*Source passage*:
┄┄┄┄┄┄

Impostor Syndrome

Making the Sausage is Never Pretty

Hello people! Here's a guest post by Michelle Dionne Thompson on her writing process! It's great! :)

As an alt-ac who still does academic writing, I find myself staring at my screen with stunning regularity. I am working on publishing academic articles and converting my dissertation into a monograph.

When I earned my PhD, I walked away from everything academia but adjuncting for two years (I had to pay bills). Then I decided that if any historian was going to be say something about Jamaican Maroons in 19th century Jamaica, I had to say it. I had to publish.

This year, I have had limited success when a journal gave me a Revise and Resubmit. I am awaiting their decision as I write this blog post! Because I’ve taken feedback from journals multiple times, this actually feels comfortable.

But now, I am shifting my attention to writing my book proposal(s).

I have never done this before.

I don’t know what to do.

I own From Dissertation to Book, and it wasn’t quite as helpful to me as I hoped. Like a good researcher, I have looked at all manner of blog posts on how to write a book proposal. I am still overcome with feelings of “I don’t know what to do.”

I sit down to write, and I am desperate to clean. My son’s entire room. NOW.

┄┄┄┄┄┄

*Required task a*: Please find each line of the entries that contains the word "blurred" and copy those lines.
The entries that come next are unrelated to the guest post.

┄┄┄┄┄┄

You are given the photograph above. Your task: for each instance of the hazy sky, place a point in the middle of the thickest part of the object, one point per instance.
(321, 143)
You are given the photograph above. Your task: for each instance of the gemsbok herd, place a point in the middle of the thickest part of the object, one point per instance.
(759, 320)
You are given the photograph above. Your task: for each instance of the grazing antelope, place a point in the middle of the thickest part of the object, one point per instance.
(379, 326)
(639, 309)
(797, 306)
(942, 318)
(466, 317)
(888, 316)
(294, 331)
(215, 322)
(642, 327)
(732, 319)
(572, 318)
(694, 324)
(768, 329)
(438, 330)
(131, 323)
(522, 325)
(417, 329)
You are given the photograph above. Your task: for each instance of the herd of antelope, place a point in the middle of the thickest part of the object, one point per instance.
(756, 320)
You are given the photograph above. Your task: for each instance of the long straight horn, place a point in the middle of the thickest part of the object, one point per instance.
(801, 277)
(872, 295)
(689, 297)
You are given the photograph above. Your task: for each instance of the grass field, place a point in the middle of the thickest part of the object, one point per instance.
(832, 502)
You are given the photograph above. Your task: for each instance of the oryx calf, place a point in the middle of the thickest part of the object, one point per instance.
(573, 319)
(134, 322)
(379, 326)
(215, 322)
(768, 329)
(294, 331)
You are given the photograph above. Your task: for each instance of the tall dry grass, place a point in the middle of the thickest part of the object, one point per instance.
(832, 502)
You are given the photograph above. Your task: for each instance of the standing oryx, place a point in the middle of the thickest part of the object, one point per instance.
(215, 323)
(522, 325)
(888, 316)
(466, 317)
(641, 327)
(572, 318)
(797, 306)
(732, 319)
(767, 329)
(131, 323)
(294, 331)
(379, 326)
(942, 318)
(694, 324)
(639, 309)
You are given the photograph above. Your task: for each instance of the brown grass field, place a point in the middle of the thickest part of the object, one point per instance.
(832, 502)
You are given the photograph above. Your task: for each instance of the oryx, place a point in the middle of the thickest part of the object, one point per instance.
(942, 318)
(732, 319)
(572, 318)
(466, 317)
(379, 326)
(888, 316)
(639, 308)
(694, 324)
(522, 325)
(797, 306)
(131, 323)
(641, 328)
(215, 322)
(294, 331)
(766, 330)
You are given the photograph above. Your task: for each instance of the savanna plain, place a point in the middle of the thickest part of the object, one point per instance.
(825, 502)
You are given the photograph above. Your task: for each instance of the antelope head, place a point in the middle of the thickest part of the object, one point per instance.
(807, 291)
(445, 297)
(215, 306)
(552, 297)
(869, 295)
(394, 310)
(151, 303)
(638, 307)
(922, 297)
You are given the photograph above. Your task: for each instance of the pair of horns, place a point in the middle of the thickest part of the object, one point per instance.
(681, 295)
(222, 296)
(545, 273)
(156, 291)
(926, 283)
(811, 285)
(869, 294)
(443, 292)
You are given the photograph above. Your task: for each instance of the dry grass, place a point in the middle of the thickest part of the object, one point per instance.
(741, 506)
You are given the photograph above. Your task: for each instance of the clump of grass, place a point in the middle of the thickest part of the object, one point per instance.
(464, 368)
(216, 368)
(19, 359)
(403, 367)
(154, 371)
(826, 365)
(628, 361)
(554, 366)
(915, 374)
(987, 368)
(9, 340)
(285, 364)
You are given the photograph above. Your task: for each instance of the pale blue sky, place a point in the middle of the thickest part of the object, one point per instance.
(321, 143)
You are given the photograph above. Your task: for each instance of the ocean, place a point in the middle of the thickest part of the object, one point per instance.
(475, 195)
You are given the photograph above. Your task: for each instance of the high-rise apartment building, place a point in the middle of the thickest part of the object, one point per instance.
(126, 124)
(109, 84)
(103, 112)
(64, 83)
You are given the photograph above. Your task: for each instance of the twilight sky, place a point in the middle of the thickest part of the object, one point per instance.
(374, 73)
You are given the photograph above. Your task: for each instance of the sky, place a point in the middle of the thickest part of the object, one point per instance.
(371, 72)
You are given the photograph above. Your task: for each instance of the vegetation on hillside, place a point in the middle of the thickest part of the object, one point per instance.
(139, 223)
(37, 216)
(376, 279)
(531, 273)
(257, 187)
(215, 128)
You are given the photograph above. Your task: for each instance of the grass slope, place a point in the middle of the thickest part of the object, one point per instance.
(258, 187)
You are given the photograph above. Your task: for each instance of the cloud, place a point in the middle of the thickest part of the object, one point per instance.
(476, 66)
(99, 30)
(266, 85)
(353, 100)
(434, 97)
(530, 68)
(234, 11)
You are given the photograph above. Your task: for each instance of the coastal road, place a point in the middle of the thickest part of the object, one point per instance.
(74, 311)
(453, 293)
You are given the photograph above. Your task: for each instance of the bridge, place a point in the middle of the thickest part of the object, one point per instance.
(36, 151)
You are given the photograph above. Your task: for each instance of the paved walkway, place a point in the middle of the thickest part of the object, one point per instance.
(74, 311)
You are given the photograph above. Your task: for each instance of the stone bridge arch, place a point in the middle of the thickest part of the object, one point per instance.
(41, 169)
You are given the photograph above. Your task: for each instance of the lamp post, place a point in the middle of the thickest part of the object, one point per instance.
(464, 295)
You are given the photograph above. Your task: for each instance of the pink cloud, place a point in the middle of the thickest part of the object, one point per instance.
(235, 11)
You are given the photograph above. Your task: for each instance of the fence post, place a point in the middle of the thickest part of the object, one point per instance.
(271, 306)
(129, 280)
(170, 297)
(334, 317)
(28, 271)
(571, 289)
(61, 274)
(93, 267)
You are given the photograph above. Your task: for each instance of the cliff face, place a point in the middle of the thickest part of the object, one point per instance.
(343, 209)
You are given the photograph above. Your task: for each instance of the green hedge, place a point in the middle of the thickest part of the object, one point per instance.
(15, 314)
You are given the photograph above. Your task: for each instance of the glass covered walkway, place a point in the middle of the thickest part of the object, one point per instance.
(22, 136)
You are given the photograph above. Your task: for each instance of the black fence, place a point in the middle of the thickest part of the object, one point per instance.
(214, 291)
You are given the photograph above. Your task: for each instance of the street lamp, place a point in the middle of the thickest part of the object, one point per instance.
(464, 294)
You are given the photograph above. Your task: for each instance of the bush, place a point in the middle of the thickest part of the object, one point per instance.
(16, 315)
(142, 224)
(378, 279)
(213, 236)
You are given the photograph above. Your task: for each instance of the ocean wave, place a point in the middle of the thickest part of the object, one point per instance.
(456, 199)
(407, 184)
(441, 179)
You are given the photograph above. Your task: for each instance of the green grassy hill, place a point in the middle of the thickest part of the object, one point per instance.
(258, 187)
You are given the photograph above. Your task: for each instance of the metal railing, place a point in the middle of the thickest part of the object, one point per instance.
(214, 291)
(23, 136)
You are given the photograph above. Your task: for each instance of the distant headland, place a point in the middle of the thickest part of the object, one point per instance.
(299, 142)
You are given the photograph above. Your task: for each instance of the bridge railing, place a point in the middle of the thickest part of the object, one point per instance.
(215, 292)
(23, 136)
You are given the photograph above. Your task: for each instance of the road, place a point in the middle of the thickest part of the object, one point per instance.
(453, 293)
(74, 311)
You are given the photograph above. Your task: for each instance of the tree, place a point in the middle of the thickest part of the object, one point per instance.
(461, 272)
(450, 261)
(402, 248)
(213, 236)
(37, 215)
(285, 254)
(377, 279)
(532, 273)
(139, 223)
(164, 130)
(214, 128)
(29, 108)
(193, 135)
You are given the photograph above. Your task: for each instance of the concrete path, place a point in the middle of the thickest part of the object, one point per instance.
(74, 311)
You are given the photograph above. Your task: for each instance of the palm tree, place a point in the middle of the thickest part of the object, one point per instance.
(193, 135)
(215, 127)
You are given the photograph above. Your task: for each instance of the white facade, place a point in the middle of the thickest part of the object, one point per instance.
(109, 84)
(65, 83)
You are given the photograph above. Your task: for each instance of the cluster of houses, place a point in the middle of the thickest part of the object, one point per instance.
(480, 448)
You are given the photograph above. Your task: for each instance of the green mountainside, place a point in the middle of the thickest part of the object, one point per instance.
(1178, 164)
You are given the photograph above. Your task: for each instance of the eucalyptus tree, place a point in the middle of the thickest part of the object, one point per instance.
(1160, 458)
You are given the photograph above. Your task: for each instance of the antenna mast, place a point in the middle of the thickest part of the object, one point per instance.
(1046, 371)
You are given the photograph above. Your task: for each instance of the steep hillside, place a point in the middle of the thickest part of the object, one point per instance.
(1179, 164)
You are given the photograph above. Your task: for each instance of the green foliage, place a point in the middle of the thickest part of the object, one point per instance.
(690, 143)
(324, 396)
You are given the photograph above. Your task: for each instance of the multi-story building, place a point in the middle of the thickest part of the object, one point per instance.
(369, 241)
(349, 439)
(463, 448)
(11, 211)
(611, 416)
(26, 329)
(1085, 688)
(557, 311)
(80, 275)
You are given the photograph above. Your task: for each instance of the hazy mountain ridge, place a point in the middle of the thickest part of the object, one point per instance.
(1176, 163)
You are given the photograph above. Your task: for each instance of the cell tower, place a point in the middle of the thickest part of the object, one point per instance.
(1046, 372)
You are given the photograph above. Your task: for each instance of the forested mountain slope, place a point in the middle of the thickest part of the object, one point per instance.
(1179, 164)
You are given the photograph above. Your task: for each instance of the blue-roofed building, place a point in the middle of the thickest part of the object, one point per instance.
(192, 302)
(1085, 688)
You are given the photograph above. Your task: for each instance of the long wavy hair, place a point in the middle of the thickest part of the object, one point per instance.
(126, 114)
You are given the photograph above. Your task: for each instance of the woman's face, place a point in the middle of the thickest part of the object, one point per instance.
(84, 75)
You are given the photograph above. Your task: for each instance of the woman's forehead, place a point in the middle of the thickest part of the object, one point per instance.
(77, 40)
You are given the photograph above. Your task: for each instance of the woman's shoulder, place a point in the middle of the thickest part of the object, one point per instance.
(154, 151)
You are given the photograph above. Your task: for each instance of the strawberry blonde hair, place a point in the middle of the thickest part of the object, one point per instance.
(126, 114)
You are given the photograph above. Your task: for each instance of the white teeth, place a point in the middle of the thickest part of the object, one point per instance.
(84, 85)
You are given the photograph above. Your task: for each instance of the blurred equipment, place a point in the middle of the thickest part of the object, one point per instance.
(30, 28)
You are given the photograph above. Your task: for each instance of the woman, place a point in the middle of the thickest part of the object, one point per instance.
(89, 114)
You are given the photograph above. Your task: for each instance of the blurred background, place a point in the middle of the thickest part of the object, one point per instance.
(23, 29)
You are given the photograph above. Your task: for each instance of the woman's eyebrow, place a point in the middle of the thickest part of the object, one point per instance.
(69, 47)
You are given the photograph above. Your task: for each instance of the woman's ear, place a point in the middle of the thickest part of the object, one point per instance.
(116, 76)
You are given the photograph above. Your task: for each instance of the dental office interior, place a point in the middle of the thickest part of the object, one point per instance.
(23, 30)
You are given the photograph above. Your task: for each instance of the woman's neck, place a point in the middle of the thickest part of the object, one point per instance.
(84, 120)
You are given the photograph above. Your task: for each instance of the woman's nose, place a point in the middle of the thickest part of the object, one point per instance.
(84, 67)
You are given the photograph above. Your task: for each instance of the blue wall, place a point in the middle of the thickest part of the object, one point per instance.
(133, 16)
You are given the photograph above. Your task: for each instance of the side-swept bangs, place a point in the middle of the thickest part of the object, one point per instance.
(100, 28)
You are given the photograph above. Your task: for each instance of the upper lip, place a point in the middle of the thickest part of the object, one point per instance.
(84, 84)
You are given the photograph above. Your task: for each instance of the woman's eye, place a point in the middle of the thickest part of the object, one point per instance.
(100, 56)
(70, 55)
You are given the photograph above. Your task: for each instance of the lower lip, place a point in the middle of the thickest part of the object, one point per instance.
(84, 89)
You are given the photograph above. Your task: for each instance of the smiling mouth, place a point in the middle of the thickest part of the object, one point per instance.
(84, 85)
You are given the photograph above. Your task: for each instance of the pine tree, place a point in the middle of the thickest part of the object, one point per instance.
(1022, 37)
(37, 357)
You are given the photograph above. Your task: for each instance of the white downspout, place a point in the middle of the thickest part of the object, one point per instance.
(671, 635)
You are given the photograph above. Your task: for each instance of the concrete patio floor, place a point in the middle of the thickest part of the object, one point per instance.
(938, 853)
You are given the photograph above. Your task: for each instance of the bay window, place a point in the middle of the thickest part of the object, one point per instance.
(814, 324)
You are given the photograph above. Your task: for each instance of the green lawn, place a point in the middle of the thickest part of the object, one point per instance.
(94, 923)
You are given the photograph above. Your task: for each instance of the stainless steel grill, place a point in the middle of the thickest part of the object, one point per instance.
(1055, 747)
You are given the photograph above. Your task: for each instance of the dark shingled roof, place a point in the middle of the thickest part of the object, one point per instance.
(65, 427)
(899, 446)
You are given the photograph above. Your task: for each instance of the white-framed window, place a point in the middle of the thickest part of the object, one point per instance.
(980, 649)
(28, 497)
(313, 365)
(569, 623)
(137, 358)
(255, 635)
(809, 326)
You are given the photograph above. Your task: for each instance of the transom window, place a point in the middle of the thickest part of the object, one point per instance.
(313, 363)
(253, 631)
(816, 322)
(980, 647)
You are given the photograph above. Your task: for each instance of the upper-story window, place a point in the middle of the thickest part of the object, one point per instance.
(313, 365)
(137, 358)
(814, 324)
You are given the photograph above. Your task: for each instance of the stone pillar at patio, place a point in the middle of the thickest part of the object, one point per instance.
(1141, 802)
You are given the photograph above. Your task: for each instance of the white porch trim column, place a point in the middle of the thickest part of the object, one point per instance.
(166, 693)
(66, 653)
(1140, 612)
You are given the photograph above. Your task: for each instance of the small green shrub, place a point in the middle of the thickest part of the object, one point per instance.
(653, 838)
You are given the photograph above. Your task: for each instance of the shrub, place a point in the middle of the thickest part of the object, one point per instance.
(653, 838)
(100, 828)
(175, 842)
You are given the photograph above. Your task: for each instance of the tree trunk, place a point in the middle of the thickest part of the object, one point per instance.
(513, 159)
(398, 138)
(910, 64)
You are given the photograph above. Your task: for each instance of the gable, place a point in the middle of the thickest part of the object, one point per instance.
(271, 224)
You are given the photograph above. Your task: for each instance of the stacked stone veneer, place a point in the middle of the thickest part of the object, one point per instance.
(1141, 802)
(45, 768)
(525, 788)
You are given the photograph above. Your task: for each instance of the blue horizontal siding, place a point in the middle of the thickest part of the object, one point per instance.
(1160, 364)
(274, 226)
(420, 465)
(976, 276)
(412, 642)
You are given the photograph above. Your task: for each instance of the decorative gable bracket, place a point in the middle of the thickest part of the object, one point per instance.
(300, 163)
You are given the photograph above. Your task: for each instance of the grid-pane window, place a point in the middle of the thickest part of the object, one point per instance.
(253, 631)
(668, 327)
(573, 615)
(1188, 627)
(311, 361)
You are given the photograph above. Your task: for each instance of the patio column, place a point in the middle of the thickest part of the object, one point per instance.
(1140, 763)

┄┄┄┄┄┄

*Required task b*: Quote every sentence in the guest post above that begins with the words "I am".

*Task response a*:
You are given the photograph above. Your task: for each instance of the blurred equipment, place a point in the middle of the thickest part of the object, one point per instance.
You are given the photograph above. Your task: for each instance of the blurred background, place a point in the middle of the thickest part of the object, one point per instance.

*Task response b*:
1. "I am working on publishing academic articles and converting my dissertation into a monograph."
2. "I am awaiting their decision as I write this blog post!"
3. "I am still overcome with feelings of “I don’t know what to do.”"